### PASSAGE GIVEN
* start *

Participant Bios

FACULTY PRESENTERS

Sherene H. Razack is Distinguished Professor and the Penny Kanner Endowed Chair in Gender Studies, UCLA. Her books include: Dying from Improvement: Inquests and Inquiries into Indigenous Deaths in Custody (2015); At the Limits of Justice: Women of Colour On Terror (2014, ed. With Suvendrini Perera); States of Race (2011, co-editor with Malinda Smith and Sunera Thobani); Casting Out: Race and the Eviction of Muslims From Western Law and Politics (2008) ; Dark Threats and White Knights: The Somalia Affair, Peacekeeping and the New Imperialism (2004)

Gary Fields is Associate Professor of Communication at the University of California, San Diego.

* end *

### PROBLEMS
**1.** From the participant bios, list every book title given for Sherene H. Razack.
**2.** Answer these questions from the participant bios.
(a) Which endowed chair does Sherene H. Razack hold?
(b) Who co-edited States of Race with Razack?
(c) In what subject is Gary Fields an Associate Professor, and at which university?

### EXTRACTED RECORDS
* start *

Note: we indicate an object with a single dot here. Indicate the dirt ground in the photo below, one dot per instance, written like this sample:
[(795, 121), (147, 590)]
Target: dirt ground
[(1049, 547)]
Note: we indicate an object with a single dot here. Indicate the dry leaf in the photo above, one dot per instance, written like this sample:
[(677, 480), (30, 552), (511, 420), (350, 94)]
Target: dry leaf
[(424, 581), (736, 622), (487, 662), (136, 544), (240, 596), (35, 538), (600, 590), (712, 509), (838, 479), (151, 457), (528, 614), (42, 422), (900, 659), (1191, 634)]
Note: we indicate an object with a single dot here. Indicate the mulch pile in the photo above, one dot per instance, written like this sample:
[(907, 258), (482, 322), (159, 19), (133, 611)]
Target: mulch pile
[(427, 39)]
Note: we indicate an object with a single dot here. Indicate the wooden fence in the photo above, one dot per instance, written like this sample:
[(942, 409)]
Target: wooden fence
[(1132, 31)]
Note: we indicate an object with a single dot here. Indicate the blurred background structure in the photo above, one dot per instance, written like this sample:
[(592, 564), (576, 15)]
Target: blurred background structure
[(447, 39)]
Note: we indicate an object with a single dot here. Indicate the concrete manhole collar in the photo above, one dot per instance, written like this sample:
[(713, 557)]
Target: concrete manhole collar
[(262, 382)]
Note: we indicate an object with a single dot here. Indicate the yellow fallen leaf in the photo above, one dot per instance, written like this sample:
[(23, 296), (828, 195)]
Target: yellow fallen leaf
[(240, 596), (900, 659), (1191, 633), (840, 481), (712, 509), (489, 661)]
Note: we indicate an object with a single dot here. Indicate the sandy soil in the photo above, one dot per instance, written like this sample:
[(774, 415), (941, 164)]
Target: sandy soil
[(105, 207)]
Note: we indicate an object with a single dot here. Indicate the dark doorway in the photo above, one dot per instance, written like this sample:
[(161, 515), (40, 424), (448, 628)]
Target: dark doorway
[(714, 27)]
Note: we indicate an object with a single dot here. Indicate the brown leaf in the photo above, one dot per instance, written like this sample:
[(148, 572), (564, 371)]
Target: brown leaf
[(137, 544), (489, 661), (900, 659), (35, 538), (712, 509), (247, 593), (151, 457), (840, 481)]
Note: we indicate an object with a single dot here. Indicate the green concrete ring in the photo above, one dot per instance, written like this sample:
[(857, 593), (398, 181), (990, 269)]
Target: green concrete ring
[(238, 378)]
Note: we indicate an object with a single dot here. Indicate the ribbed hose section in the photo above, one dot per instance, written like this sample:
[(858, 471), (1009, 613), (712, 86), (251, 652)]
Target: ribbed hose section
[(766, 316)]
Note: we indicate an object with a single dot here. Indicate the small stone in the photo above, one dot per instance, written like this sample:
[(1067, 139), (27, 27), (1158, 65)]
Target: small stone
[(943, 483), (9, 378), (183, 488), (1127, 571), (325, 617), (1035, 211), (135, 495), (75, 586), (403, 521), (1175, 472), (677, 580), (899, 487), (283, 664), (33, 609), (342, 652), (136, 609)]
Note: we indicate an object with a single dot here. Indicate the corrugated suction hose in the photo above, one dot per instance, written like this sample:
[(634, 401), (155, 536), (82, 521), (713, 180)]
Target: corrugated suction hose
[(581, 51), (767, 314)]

* end *

### PROBLEM SOLUTIONS
**1.**
- Dying from Improvement: Inquests and Inquiries into Indigenous Deaths in Custody (2015)
- At the Limits of Justice: Women of Colour On Terror (2014)
- States of Race (2011)
- Casting Out: Race and the Eviction of Muslims From Western Law and Politics (2008)
- Dark Threats and White Knights: The Somalia Affair, Peacekeeping and the New Imperialism (2004)

**2.**
(a) The Penny Kanner Endowed Chair in Gender Studies, UCLA
(b) Malinda Smith and Sunera Thobani
(c) Communication, at the University of California, San Diego